• YOUR GOAL:
Write out each of the items below without changing a single character.

• INPUT ROWS:
===============
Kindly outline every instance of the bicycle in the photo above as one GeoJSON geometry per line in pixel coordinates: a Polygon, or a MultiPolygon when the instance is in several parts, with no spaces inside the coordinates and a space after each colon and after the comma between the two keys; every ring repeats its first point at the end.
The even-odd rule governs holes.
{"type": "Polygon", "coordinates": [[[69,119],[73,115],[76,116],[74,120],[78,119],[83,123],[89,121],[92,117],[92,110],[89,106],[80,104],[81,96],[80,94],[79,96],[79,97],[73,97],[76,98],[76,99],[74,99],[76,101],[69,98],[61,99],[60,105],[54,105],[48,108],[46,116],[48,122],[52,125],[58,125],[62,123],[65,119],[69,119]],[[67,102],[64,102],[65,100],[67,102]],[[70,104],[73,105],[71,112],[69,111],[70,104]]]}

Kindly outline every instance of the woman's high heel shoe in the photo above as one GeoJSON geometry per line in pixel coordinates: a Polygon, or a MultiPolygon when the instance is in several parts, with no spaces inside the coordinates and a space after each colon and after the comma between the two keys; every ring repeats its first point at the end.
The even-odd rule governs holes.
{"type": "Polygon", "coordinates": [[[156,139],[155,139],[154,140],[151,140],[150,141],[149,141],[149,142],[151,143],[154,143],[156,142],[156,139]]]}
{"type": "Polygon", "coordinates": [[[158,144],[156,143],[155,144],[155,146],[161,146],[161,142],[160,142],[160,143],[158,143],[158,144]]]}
===============
• IN RESPONSE:
Kindly outline every instance of the bicycle in the photo above as one GeoJSON geometry per line in pixel coordinates: a Polygon, or a MultiPolygon when the instance is in several parts, with no spaces inside the coordinates and a space after each colon and after the comma between the two keys; every ring repeats its first point at the end.
The even-odd rule governs holes.
{"type": "Polygon", "coordinates": [[[69,119],[73,115],[76,116],[74,120],[78,119],[83,123],[89,121],[92,117],[92,110],[89,106],[80,104],[81,96],[80,94],[79,96],[79,97],[73,97],[76,98],[76,99],[74,99],[76,101],[69,98],[61,99],[60,105],[54,105],[48,108],[46,116],[48,122],[52,125],[58,125],[62,123],[65,119],[69,119]],[[67,102],[64,102],[65,100],[67,102]],[[70,104],[73,105],[71,112],[69,111],[70,104]]]}

Kindly outline every instance of the woman's high heel shoe in the photo above as one GeoJSON geometry per line in pixel coordinates: a Polygon, or a MultiPolygon when the instance is in several parts, with no spaces inside the coordinates and a space after each colon and after the comma between the two keys; every ring repeats its first point at the end.
The even-odd rule governs holes.
{"type": "Polygon", "coordinates": [[[156,139],[155,139],[154,140],[151,140],[150,141],[149,141],[149,142],[151,143],[154,143],[156,142],[156,139]]]}
{"type": "Polygon", "coordinates": [[[158,144],[156,143],[155,144],[155,146],[161,146],[161,142],[160,142],[160,143],[158,143],[158,144]]]}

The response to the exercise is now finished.